Text shown —

+++

It soon became clear that Ailsa could help make alien creatures both credible and uncanny. After her success with the Autons and Slitheen, she was asked to stay on. She was responsible for the movement of tree people (The End of the World), Victorian zombies (The Unquiet Dead) and has remained on the series ever since. In the show's second year, she was put in charge of the Cybermen.
The metal giants had of course been in the series years before, so did Ailsa watch old episodes, looking for things to use – or things to avoid? "I did," she says, "but really the Cybermen we created came from discussions with director Graeme Harper about finding the best way to make the most of the costume and to make the Cybers strong, ruthless, mechanically efficient and without emotion."
But when Ailsa started work on the 'Cybers', she'd not yet seen the costumes. "I am not involved with the costume development," she says. "It's always a surprise to see the finished suit and prosthetics."

+++

Given data —
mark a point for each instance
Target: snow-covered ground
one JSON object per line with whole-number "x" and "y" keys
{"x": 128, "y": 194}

+++

Activity —
Please quote the entire Cybermen passage word for word. Rely only on the Cybermen passage for what comes next, not on the data.

Answer for this exercise —
It soon became clear that Ailsa could help make alien creatures both credible and uncanny. After her success with the Autons and Slitheen, she was asked to stay on. She was responsible for the movement of tree people (The End of the World), Victorian zombies (The Unquiet Dead) and has remained on the series ever since. In the show's second year, she was put in charge of the Cybermen.
The metal giants had of course been in the series years before, so did Ailsa watch old episodes, looking for things to use – or things to avoid? "I did," she says, "but really the Cybermen we created came from discussions with director Graeme Harper about finding the best way to make the most of the costume and to make the Cybers strong, ruthless, mechanically efficient and without emotion."
But when Ailsa started work on the 'Cybers', she'd not yet seen the costumes. "I am not involved with the costume development," she says. "It's always a surprise to see the finished suit and prosthetics."